# Exercise task:
Skip the pictures and extract all of the lines exactly as written.

# Records shown:
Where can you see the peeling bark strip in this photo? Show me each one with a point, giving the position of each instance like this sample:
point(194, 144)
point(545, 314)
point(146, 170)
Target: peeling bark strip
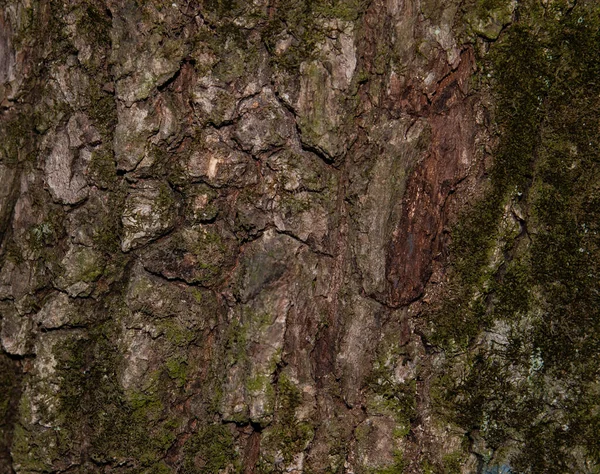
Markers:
point(417, 239)
point(286, 236)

# Answer to this problem:
Where can you see the peeling bark strip in this photo? Show me each one with a point, giving the position of each instance like this sample:
point(194, 144)
point(545, 314)
point(146, 170)
Target: peeling bark strip
Markers:
point(417, 239)
point(286, 236)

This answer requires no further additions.